• The request: Can you rewrite these lines with "The component" renamed to "The module" throughout, changing nothing else and leaving the pictures out?

[Point annotations for photos]
········
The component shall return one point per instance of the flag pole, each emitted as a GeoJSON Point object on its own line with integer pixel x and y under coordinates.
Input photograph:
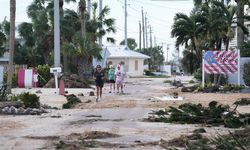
{"type": "Point", "coordinates": [203, 71]}
{"type": "Point", "coordinates": [238, 67]}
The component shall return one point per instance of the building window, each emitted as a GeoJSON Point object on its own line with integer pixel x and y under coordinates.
{"type": "Point", "coordinates": [110, 63]}
{"type": "Point", "coordinates": [136, 65]}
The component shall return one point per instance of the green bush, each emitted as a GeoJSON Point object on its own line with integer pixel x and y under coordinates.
{"type": "Point", "coordinates": [30, 100]}
{"type": "Point", "coordinates": [3, 94]}
{"type": "Point", "coordinates": [45, 75]}
{"type": "Point", "coordinates": [167, 81]}
{"type": "Point", "coordinates": [191, 81]}
{"type": "Point", "coordinates": [246, 74]}
{"type": "Point", "coordinates": [14, 79]}
{"type": "Point", "coordinates": [72, 101]}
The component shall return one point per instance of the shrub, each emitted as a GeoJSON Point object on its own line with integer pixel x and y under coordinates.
{"type": "Point", "coordinates": [30, 100]}
{"type": "Point", "coordinates": [168, 81]}
{"type": "Point", "coordinates": [3, 94]}
{"type": "Point", "coordinates": [14, 79]}
{"type": "Point", "coordinates": [45, 75]}
{"type": "Point", "coordinates": [191, 81]}
{"type": "Point", "coordinates": [246, 74]}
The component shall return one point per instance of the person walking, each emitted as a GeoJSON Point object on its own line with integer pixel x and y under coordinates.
{"type": "Point", "coordinates": [119, 78]}
{"type": "Point", "coordinates": [111, 75]}
{"type": "Point", "coordinates": [99, 76]}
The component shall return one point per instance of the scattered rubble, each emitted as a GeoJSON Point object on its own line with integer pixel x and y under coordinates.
········
• Expected output:
The module shall return one point per instance of the flag pole, each emitted as a GeoJSON Point object on its own line with integer pixel x and y under coordinates.
Input photograph:
{"type": "Point", "coordinates": [203, 71]}
{"type": "Point", "coordinates": [238, 67]}
The module shall return one point per instance of the building window, each emitted as a GeoJSON Point object on its own line with integer pixel x and y under coordinates.
{"type": "Point", "coordinates": [110, 63]}
{"type": "Point", "coordinates": [136, 65]}
The module shall return one point per instance of the green bush, each emitted as a GeoJSON Point object on its own line with integer pixel x and y under coordinates.
{"type": "Point", "coordinates": [30, 100]}
{"type": "Point", "coordinates": [3, 94]}
{"type": "Point", "coordinates": [45, 75]}
{"type": "Point", "coordinates": [167, 81]}
{"type": "Point", "coordinates": [191, 81]}
{"type": "Point", "coordinates": [246, 74]}
{"type": "Point", "coordinates": [14, 79]}
{"type": "Point", "coordinates": [72, 101]}
The module shall return one point per instance of the shrub, each emitted as a GeoJSON Point object on its own line with integer pixel x and y under coordinates.
{"type": "Point", "coordinates": [30, 100]}
{"type": "Point", "coordinates": [168, 81]}
{"type": "Point", "coordinates": [3, 94]}
{"type": "Point", "coordinates": [14, 79]}
{"type": "Point", "coordinates": [45, 75]}
{"type": "Point", "coordinates": [191, 81]}
{"type": "Point", "coordinates": [246, 74]}
The module shall return one point per instance of the person walking, each emitted as a GeoJSON Point object on its own line with integer pixel x and y under coordinates.
{"type": "Point", "coordinates": [119, 78]}
{"type": "Point", "coordinates": [111, 75]}
{"type": "Point", "coordinates": [99, 76]}
The module shall return one point per instance of the scattered rubble, each emitted as a GeoJSON Point object on its own line with integer pixel x and y under coordinates.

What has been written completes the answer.